■ Task brief
Beginning at the line that contains "Give me the location of black bag on ground.", transcribe the remaining lines of the listing exactly; include the final line and omit everything before.

■ Source data
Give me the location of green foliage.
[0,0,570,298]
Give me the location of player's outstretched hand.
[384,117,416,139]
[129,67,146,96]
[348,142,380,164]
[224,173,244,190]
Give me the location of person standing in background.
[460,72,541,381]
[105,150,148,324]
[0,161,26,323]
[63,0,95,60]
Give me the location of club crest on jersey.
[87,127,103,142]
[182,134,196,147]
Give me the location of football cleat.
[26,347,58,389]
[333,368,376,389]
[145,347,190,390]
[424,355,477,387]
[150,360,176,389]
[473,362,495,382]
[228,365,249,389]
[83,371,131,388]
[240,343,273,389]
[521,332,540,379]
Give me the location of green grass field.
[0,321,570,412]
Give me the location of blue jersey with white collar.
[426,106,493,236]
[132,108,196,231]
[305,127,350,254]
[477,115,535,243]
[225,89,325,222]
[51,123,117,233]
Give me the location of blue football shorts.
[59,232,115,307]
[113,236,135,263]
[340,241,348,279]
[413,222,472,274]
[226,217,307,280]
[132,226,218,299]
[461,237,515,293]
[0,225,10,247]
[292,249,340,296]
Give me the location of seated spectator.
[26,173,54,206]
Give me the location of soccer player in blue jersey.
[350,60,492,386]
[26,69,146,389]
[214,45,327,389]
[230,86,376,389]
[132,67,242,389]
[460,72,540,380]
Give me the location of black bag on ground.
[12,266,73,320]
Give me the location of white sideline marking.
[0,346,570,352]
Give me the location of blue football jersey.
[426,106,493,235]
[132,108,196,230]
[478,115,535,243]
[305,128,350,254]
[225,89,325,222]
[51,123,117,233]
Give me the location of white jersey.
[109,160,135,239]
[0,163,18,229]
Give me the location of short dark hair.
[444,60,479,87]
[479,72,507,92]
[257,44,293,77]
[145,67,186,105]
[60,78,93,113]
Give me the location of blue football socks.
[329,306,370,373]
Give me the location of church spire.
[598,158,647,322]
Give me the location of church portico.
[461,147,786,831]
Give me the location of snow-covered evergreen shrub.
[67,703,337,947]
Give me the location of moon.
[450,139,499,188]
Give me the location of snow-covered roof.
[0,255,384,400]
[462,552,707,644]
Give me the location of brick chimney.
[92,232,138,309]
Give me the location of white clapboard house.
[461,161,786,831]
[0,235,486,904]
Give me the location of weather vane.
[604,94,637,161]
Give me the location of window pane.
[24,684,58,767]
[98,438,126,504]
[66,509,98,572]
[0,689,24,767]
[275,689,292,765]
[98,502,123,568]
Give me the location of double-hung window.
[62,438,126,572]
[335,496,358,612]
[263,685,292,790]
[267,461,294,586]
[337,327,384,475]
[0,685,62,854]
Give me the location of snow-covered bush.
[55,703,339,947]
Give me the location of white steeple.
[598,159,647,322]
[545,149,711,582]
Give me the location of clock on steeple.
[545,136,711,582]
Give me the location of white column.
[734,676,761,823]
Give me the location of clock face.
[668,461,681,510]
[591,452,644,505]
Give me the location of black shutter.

■ Complete answer
Give me the location of black bag on ground.
[12,266,73,320]
Give me the location of white sideline marking.
[0,346,570,352]
Give me the location of blue football jersey.
[426,106,493,235]
[132,108,196,230]
[478,115,535,243]
[305,128,350,254]
[225,89,325,222]
[51,123,117,233]
Give me the location of white jersey.
[109,160,135,239]
[0,163,18,229]
Give me the location of short dark hair.
[444,60,479,87]
[479,72,507,92]
[257,44,293,77]
[145,67,186,105]
[60,78,93,113]
Give me the location of blue football socks.
[329,306,370,373]
Give me the location of church spire.
[598,158,647,322]
Give me the location of church portico.
[461,147,786,831]
Give me the location of snow-covered evergreen shrub.
[67,703,337,947]
Give me the location of moon.
[450,139,499,188]
Give me the location of snow-covered roof.
[0,255,384,400]
[462,552,707,644]
Give me the location of brick chimney.
[92,232,138,309]
Give me the location of white clapboard house.
[461,161,786,831]
[0,235,486,904]
Give me the location of weather vane.
[604,94,637,161]
Give me the location of window pane.
[24,684,58,767]
[98,438,126,504]
[66,509,98,572]
[0,689,24,767]
[275,689,292,765]
[98,502,123,568]
Give me the location of double-hung window.
[62,438,126,572]
[335,496,358,612]
[263,685,292,790]
[267,461,294,586]
[337,327,384,475]
[0,685,62,854]
Give me the location of snow-covered bush.
[55,703,339,947]
Give me the location of white steeple.
[598,159,647,322]
[545,149,711,582]
Give me the location of clock on steeple.
[545,136,711,582]
Give me the location of white column.
[734,676,761,823]
Give me the location of clock face.
[668,461,681,510]
[591,452,644,505]
Give me the location of black shutter.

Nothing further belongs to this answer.